Selected excerpt →
# # # # # # #

Johns Hopkins Medicine News Mar 22, 2018

Limiting first-year medical residents to 16-hour work shifts, compared to “flexing” them to allow for some longer shifts, generally makes residents more satisfied with their training and work-life balance, but their training directors more dissatisfied with curtailed educational opportunities. That’s one conclusion of a new study published online March 20 in the New England Journal of Medicine.

For the study, part of a 5-year effort funded by the National Heart, Lung, and Blood Institute and the Accreditation Council for Graduate Medical Education (ACGME) and led by the Perelman School of Medicine at the University of Pennsylvania in in close collaboration with The Johns Hopkins University, the investigators surveyed and tracked the activities of thousands of first-year residents—or interns—in 63 internal medicine training programs nationwide. The findings also found that shift-length regulations have no impact on interns’ activity or test of medical knowledge scores one way or the other.

“The effects of limiting trainee duty hours were not known,” says Sanjay Desai, MD, associate professor of medicine and director of the Osler Medical Training Program at the Johns Hopkins University School of Medicine. “A randomized trial with many institutions and generalizable findings was needed to inform the issue,” he adds.

Until the early 2000s, training program guidelines and regulations generally had no limits on shift lengths for doctors-in-training, leading many residents to work upwards of 90 hours a week, with shifts as long as 36 hours. Training directors often justified the long hours as a way to prepare physicians for a lifetime of learning and treating patients successfully under pressure and often with little sleep. They also pointed to the need for continuity of care, made more difficult by frequent shift changes.

In 2003, however, the ACGME first set regulations based on expert opinion—30-hour maximum shifts and 80-hour maximum workweeks—for all accredited residency programs in the US.

# # # # # # #

Input data →
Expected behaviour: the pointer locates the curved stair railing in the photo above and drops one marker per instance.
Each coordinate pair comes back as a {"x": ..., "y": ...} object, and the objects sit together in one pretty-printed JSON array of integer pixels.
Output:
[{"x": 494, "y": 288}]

# # # # # # #

Work to complete →
**a.** Answer these questions from the news article on medical resident shift lengths:
(i) In which journal was the new study published online?
(ii) How many internal medicine training programs did the investigators include?
(iii) What maximum shift length and maximum workweek did the ACGME set in 2003?
**b.** Summarize the news article on medical resident shift lengths in two sentences.
The listing has nothing to do with the news article on medical resident shift lengths.

Task solutions →
**a.**
(i) The New England Journal of Medicine.
(ii) 63.
(iii) 30-hour maximum shifts and 80-hour maximum workweeks.

**b.** A study in the New England Journal of Medicine found that limiting first-year residents to 16-hour shifts, rather than allowing some longer shifts, generally left residents more satisfied with their training and work-life balance. It also left training directors more dissatisfied with curtailed educational opportunities, and it had no impact on interns' activity or medical knowledge test scores across the 63 internal medicine programs studied.